— Start of SUPPLIED TEXT —

# Vachetta leather - Is it possible to clean?



## sweetpea61

I received the Coach Stewardess purse in british tan for Christmas. I saved it until the spring and wore it out for the first time last weekend. Of course, someone spilled on it. I realize that this is Vachetta leather aka untreated, but does anyone have any recommendations on possibly cleaning it? Or any advice regarding this situation? I've heard you can use Murphy's Oil... Is there anything I can put on the bag to waterproof it or protect from further damage?

Coach no longer cleans or repairs their purses, so they sent me to a recommended shoe, handbag, and leather repair shop. I was basically told that I never should have bought the purse since the leather was untreated. He said that they would dye it to try to cover up the stain at a cost of $75!! Anyone have experience with this?

I appreciate any and all feedback!! Thanks so much!!!

— End of SUPPLIED TEXT —
— Start of EXTRACTED MATERIAL —

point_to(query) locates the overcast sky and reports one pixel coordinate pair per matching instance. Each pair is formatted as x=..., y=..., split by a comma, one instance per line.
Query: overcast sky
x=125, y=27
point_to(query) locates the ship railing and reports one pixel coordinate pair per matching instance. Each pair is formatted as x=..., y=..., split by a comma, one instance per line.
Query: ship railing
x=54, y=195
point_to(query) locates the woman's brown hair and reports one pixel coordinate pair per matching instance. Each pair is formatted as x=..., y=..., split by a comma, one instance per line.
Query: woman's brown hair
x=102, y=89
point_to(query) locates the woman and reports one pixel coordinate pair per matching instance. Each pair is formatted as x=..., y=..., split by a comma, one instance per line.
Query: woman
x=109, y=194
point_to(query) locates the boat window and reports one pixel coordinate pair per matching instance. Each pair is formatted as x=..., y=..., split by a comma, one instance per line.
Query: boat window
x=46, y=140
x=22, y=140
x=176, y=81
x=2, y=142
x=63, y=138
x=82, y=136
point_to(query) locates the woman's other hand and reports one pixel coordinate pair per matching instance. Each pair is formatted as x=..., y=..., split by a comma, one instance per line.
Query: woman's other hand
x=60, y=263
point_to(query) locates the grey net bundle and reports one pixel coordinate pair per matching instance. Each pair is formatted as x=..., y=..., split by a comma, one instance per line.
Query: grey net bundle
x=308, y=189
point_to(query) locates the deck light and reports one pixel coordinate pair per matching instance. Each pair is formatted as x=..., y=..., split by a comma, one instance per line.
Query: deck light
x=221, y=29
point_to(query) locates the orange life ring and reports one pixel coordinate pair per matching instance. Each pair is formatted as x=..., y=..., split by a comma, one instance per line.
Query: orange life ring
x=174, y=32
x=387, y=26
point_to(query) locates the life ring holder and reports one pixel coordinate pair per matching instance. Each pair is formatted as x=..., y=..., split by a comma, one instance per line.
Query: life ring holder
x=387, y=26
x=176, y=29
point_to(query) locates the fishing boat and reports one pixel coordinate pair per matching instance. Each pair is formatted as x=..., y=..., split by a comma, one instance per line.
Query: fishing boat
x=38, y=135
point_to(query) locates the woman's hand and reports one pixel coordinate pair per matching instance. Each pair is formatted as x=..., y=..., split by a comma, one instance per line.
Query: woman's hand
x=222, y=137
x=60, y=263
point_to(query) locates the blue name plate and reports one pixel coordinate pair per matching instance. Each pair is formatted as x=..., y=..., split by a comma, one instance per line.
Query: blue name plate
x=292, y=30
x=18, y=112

— End of EXTRACTED MATERIAL —

## THE REQUEST
Reproduce the Vachetta leather post above, starting at "I received the" up to and including "Thanks so much!!!".

## RESULT OF THE EXERCISE
I received the Coach Stewardess purse in british tan for Christmas. I saved it until the spring and wore it out for the first time last weekend. Of course, someone spilled on it. I realize that this is Vachetta leather aka untreated, but does anyone have any recommendations on possibly cleaning it? Or any advice regarding this situation? I've heard you can use Murphy's Oil... Is there anything I can put on the bag to waterproof it or protect from further damage?

Coach no longer cleans or repairs their purses, so they sent me to a recommended shoe, handbag, and leather repair shop. I was basically told that I never should have bought the purse since the leather was untreated. He said that they would dye it to try to cover up the stain at a cost of $75!! Anyone have experience with this?

I appreciate any and all feedback!! Thanks so much!!!